# PASSAGE GIVEN
============

The Magic Castles “Starflower” Revels In Anton Newcombe’s Influence

In Japan, they call interconnected companies with deep, informal ties keiretsus. In Korea, they refer to business entities with interlocking relationships as chaebols. In rock’n’roll, we have Anton Newcombe who, in his multiple roles as leader of the Brian Jonestown Massacre, solo artist, producer, and head of the label A Records has connected a web of bands that collectively capture an outsized slice of real estate in our digital music collection, or in psychic-business terms, a large share of mind.

From Birdstriking to KVB, Tess Parks to Flavor Crystals, more often than not, the music that has preoccupied us in recent months somehow all connects back to Anton. Last week we wrote about the Flavor Crystals, whom we first heard open for the Brian Jonestown Massacre years ago. It got us to thinking, and sent us back to listen to the recently released fourth album by Magic Castles, the Minneapolis band we first heard opening for BJM in 2012, and about whom we wondered aloud, are the Magic Castles the best young band in America?

============

# PROVIDED MATERIAL
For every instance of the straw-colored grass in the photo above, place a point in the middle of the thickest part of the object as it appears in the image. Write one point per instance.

============

# YOUR GOAL
In the article about the Magic Castles, what city is the band from?

# SOLUTION FOR THIS EXERCISE
Minneapolis